• KUTIPAN PILIHAN:
☆ ☆ ☆ ☆ ☆

Ini berarti terorisme pada umumnya, baik untuk tujuan mengambil harta maupun untuk tujuan-tujuan politik dan lainnya, masuk dalam bab memerangi Allah dan Rasul-Nya atau al-Hibarah, yang hukum dasarnya jelas haram. Akibat terorisme sangat berpengaruh pada kehidupan masyarakat. Rasa aman yang hilang merupakan siksaan kejiwaan yang berdimensi luas dan mendalam. Ini termasuk dalam “kekerasan” yang tindakan menimbulkannya sangat dilarang oleh Islam.
d.    Bentuk-bentuk terorisme
Kejadian-kejadian dan aksi-aksi terorisme yang tengah menimpa manusia sangatlah banyak dan beraneka ragam, sesuai dengan kondisi dan keadaan yang diharapkan oleh para pelakunya guna meraih sasaran dan target mereka. Namun, menurut catatan sejarah dan berbagai kejadian yang melanda umat saat ini, seluruh kejadian dan aksi tersebut tidaklah keluar dari dua perkara:[3]
a)    Terorisme fisik
Peristiwa-peristiwa yang sekarang menjadi puncak sorotan perhatian manusia. Seperti, peledakan,pengeboman, penculikan, aksi bunuh diri, pembajakan, dan seterusnya.
Berbagai kejadian pahit dari terorisme fisik ini tercatat dalam sejarah. Seperti, Pembunuhan khalifah yang mulia, Umar bin Khattab Al-faruq oleh seorang Majusi yang bernama Abu Lu’luah adalah salah satu bentuk terorisme yang rendah dan hina. Selanjutnya, pembunuhan khalifah yang mulia, Utsman bin Affan Dzu Nur’ain oleh gerombolan Khawarij dengan provokasi dari pendiri Syi’ah, Abdullah bin Saba’ seorang Yahudiyang berpura-pura masuk islam juga termasuk bentuk terorisme yang terkutuk.
b)   Terorisme Ideologi (pemikiran/pemahaman)
Terorisme jenis ini jauh lebih berbahaya daripada terorisme fisik, sebab seluruh bentuk terorisme fisik yang terjadi bersumber dari dorongan ideologi para pelakunya, baik dari kalangan orang-orang kafir yang merupakan sumber terorisme dimuka bumi ini maupun dari kalangan kaum muslimin yang pemikirannya telah menyimpang dari jalan islam yang benar.
e.    Agenda dunia islam dalam menanggulangi terorisme
a.  Mengedepankan sikap toleransi yang dianjurkan Islam dan memberikan pemahaman yang benar, melalui sarana pengetahuan dan pendidikan, sehingga dapat dibedakan antara pengertian jihad dan irhab (terorisme), baik dalam segi bentuk dan substansinya.
b.  Penanggulangan terorisme harus dilakukan secara transparan dengan menggunakan bukti-bukti yang valid, karena pada dasarnya hak-hak asasi manusia (HAM) harus dihargai, kecuali terbukti melanggar undang-undang.

☆ ☆ ☆ ☆ ☆

• YANG HARUS DIKERJAKAN:
Pada kutipan tentang terorisme, tuliskan semua contoh terorisme fisik yang ada dalam kalimat yang diawali "Seperti, peledakan". Catatan di bawah ini diambil dari sumber lain.

☆ ☆ ☆ ☆ ☆

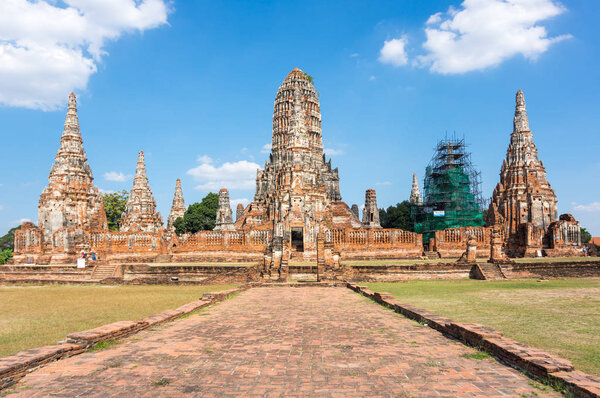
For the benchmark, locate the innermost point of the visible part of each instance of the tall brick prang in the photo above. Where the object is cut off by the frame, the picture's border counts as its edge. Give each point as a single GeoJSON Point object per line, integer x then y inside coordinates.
{"type": "Point", "coordinates": [415, 194]}
{"type": "Point", "coordinates": [523, 199]}
{"type": "Point", "coordinates": [177, 208]}
{"type": "Point", "coordinates": [224, 221]}
{"type": "Point", "coordinates": [70, 202]}
{"type": "Point", "coordinates": [140, 212]}
{"type": "Point", "coordinates": [371, 212]}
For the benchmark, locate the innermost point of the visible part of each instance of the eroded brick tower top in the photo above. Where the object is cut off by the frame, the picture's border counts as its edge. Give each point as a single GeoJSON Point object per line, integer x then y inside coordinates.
{"type": "Point", "coordinates": [140, 212]}
{"type": "Point", "coordinates": [178, 206]}
{"type": "Point", "coordinates": [71, 201]}
{"type": "Point", "coordinates": [523, 195]}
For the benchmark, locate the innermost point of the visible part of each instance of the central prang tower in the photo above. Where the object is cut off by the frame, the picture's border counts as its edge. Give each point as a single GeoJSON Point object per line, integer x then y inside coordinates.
{"type": "Point", "coordinates": [297, 194]}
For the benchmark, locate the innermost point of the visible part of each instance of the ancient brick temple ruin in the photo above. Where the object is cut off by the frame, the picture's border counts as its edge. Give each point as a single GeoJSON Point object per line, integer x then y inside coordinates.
{"type": "Point", "coordinates": [297, 211]}
{"type": "Point", "coordinates": [523, 204]}
{"type": "Point", "coordinates": [177, 208]}
{"type": "Point", "coordinates": [140, 212]}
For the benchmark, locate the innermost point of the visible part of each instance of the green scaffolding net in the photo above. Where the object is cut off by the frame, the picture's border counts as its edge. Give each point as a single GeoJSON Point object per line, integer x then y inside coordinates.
{"type": "Point", "coordinates": [452, 195]}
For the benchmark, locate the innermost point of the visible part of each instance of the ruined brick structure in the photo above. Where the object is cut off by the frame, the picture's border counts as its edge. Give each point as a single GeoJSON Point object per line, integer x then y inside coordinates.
{"type": "Point", "coordinates": [224, 220]}
{"type": "Point", "coordinates": [70, 206]}
{"type": "Point", "coordinates": [177, 208]}
{"type": "Point", "coordinates": [239, 211]}
{"type": "Point", "coordinates": [371, 211]}
{"type": "Point", "coordinates": [415, 193]}
{"type": "Point", "coordinates": [140, 212]}
{"type": "Point", "coordinates": [523, 204]}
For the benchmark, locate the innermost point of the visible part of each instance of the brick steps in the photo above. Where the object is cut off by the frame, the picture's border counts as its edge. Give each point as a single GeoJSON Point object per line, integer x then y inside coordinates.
{"type": "Point", "coordinates": [491, 272]}
{"type": "Point", "coordinates": [103, 271]}
{"type": "Point", "coordinates": [15, 367]}
{"type": "Point", "coordinates": [534, 362]}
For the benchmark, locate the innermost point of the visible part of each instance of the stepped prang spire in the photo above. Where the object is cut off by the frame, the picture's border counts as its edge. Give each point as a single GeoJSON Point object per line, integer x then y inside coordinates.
{"type": "Point", "coordinates": [140, 212]}
{"type": "Point", "coordinates": [415, 193]}
{"type": "Point", "coordinates": [523, 195]}
{"type": "Point", "coordinates": [224, 220]}
{"type": "Point", "coordinates": [71, 201]}
{"type": "Point", "coordinates": [177, 208]}
{"type": "Point", "coordinates": [521, 121]}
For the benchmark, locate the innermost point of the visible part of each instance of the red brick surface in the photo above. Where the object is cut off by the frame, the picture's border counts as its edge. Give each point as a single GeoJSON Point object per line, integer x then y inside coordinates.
{"type": "Point", "coordinates": [283, 341]}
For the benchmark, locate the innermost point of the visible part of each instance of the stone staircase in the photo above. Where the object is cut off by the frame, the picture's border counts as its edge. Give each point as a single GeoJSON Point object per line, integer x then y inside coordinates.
{"type": "Point", "coordinates": [490, 271]}
{"type": "Point", "coordinates": [105, 270]}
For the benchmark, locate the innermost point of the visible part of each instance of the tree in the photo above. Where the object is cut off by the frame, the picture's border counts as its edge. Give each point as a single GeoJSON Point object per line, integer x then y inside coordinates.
{"type": "Point", "coordinates": [585, 236]}
{"type": "Point", "coordinates": [199, 216]}
{"type": "Point", "coordinates": [7, 242]}
{"type": "Point", "coordinates": [114, 206]}
{"type": "Point", "coordinates": [397, 216]}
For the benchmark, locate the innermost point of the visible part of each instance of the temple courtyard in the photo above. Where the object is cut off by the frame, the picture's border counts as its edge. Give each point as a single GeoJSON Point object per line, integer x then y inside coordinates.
{"type": "Point", "coordinates": [315, 341]}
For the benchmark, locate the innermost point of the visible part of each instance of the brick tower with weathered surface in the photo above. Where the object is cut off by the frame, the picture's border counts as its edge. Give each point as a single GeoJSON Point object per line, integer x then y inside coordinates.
{"type": "Point", "coordinates": [224, 220]}
{"type": "Point", "coordinates": [177, 208]}
{"type": "Point", "coordinates": [298, 190]}
{"type": "Point", "coordinates": [140, 212]}
{"type": "Point", "coordinates": [523, 203]}
{"type": "Point", "coordinates": [415, 193]}
{"type": "Point", "coordinates": [70, 205]}
{"type": "Point", "coordinates": [371, 212]}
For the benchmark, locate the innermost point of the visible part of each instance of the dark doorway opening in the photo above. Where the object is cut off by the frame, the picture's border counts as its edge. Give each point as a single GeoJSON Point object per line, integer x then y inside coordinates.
{"type": "Point", "coordinates": [298, 239]}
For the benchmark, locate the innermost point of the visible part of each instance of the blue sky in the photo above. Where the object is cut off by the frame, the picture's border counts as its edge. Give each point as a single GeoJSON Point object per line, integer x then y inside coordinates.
{"type": "Point", "coordinates": [192, 83]}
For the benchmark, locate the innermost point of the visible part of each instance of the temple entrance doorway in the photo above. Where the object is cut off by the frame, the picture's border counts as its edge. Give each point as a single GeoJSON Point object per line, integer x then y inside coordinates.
{"type": "Point", "coordinates": [298, 239]}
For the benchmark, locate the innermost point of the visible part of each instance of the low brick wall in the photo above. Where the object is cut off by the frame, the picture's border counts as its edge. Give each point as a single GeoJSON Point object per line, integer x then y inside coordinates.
{"type": "Point", "coordinates": [14, 367]}
{"type": "Point", "coordinates": [567, 269]}
{"type": "Point", "coordinates": [534, 362]}
{"type": "Point", "coordinates": [394, 273]}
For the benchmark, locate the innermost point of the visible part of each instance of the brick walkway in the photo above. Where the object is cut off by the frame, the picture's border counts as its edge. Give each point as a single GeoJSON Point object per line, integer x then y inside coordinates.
{"type": "Point", "coordinates": [283, 341]}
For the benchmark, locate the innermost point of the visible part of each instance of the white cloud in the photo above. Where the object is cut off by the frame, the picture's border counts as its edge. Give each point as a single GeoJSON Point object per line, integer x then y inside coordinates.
{"type": "Point", "coordinates": [49, 48]}
{"type": "Point", "coordinates": [434, 19]}
{"type": "Point", "coordinates": [204, 159]}
{"type": "Point", "coordinates": [394, 52]}
{"type": "Point", "coordinates": [266, 148]}
{"type": "Point", "coordinates": [235, 202]}
{"type": "Point", "coordinates": [230, 175]}
{"type": "Point", "coordinates": [590, 207]}
{"type": "Point", "coordinates": [332, 152]}
{"type": "Point", "coordinates": [116, 176]}
{"type": "Point", "coordinates": [484, 33]}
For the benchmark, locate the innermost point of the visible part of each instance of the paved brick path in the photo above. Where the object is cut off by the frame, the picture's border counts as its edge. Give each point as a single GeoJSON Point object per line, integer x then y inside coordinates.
{"type": "Point", "coordinates": [283, 341]}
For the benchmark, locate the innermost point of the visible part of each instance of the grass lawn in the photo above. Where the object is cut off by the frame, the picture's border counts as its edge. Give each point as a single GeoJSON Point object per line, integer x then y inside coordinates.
{"type": "Point", "coordinates": [559, 316]}
{"type": "Point", "coordinates": [33, 316]}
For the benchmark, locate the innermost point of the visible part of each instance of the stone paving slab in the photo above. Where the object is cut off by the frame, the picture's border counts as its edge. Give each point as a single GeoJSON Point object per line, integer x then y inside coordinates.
{"type": "Point", "coordinates": [272, 342]}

☆ ☆ ☆ ☆ ☆

• JAWABAN LENGKAP:
Peledakan, pengeboman, penculikan, aksi bunuh diri, dan pembajakan.